(Extracted data entries)
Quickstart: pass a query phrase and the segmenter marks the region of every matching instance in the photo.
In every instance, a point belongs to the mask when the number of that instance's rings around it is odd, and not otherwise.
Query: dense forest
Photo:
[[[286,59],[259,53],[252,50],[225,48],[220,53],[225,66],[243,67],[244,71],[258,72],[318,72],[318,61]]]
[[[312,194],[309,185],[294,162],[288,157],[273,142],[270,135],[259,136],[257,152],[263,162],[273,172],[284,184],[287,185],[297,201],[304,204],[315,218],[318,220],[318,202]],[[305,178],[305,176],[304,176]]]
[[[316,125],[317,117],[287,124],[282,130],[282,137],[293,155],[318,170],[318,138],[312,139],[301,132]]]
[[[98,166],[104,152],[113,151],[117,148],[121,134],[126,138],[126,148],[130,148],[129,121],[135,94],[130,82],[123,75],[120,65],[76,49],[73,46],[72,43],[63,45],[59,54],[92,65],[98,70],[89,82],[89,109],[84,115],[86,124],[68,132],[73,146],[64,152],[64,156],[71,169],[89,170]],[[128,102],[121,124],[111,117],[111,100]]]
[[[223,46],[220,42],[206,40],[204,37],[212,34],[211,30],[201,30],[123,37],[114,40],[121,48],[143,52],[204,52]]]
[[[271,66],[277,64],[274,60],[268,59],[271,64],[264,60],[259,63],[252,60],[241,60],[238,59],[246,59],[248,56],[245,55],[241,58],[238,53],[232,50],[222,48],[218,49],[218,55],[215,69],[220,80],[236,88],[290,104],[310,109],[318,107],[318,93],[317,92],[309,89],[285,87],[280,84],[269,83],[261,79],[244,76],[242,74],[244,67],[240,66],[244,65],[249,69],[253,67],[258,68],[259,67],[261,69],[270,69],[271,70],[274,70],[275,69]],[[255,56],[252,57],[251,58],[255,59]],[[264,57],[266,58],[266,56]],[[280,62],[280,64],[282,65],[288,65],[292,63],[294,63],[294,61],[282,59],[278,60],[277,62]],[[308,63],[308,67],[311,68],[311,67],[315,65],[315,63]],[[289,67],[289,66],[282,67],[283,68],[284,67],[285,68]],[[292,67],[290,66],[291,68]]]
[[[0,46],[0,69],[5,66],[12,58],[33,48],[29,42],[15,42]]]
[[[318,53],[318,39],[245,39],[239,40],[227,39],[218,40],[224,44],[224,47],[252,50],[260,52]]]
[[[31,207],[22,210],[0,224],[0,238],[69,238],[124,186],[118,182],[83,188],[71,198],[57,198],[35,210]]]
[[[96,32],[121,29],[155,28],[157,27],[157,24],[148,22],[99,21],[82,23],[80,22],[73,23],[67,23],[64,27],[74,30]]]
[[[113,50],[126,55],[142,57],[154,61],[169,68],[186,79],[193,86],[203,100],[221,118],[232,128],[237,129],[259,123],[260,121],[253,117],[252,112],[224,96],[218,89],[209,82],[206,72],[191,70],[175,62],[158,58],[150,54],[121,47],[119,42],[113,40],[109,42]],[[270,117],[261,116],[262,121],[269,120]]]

> GOAL: Reproduce every line of the material above verbatim, without any changes.

> RESPONSE TO THE EXERCISE:
Quickstart: pass a query phrase and the segmenter marks the region of every matching instance in the photo.
In every instance, a point belongs to the mask when the number of that instance's rings around it is odd, and not otherwise.
Query: dense forest
Photo:
[[[286,59],[259,53],[252,50],[225,48],[220,53],[225,66],[243,67],[244,71],[258,72],[318,72],[318,61]]]
[[[312,194],[309,185],[294,162],[288,157],[273,142],[270,135],[259,136],[257,152],[263,162],[273,172],[284,184],[287,185],[297,201],[304,204],[315,218],[318,220],[318,202]],[[305,178],[305,176],[304,176]]]
[[[316,125],[317,117],[287,124],[282,130],[282,137],[293,155],[318,170],[318,138],[312,139],[301,132]]]
[[[98,166],[104,152],[113,151],[117,148],[121,134],[126,138],[126,148],[130,148],[129,121],[135,94],[130,82],[123,75],[120,65],[76,49],[73,46],[72,43],[63,45],[59,54],[92,65],[98,70],[89,82],[89,109],[84,115],[86,124],[68,132],[73,146],[64,152],[64,156],[71,169],[89,170]],[[128,102],[121,124],[111,117],[111,100]]]
[[[223,46],[220,42],[206,40],[204,37],[212,34],[211,30],[201,30],[123,37],[114,40],[121,48],[143,52],[204,52]]]
[[[271,66],[277,64],[274,60],[268,59],[271,64],[264,60],[259,63],[252,60],[241,60],[238,59],[246,59],[248,56],[245,55],[241,58],[238,53],[232,50],[222,48],[218,49],[218,55],[215,69],[220,80],[236,88],[290,104],[310,109],[318,107],[318,93],[317,92],[309,89],[285,87],[280,84],[269,83],[261,79],[244,76],[242,74],[244,67],[240,66],[244,65],[249,69],[253,67],[258,68],[259,67],[261,69],[270,69],[271,70],[274,70],[275,69]],[[255,56],[252,57],[251,58],[255,59]],[[264,57],[266,58],[266,56]],[[280,62],[280,64],[282,65],[288,65],[292,63],[294,63],[294,61],[282,59],[278,60],[277,62]],[[308,63],[308,67],[311,68],[311,67],[315,65],[315,63]],[[289,67],[289,66],[282,67],[283,68],[284,67],[285,68]],[[292,67],[290,66],[291,68]]]
[[[0,46],[0,69],[5,66],[12,58],[33,48],[29,42],[15,42]]]
[[[318,53],[318,39],[245,39],[239,40],[227,39],[218,40],[224,44],[224,47],[252,50],[260,52]]]
[[[31,207],[22,210],[0,224],[0,238],[69,238],[124,186],[118,182],[83,188],[71,198],[57,198],[35,210]]]
[[[96,32],[121,29],[155,28],[157,27],[157,24],[148,22],[99,21],[82,23],[80,22],[73,23],[67,23],[64,27],[74,30]]]
[[[113,50],[126,55],[142,57],[154,61],[169,68],[186,79],[193,86],[203,100],[221,118],[232,128],[237,129],[259,123],[260,121],[253,117],[252,112],[224,96],[218,89],[209,82],[206,72],[191,70],[175,62],[158,58],[150,54],[121,47],[119,42],[113,40],[109,42]],[[270,117],[261,116],[262,121],[269,120]]]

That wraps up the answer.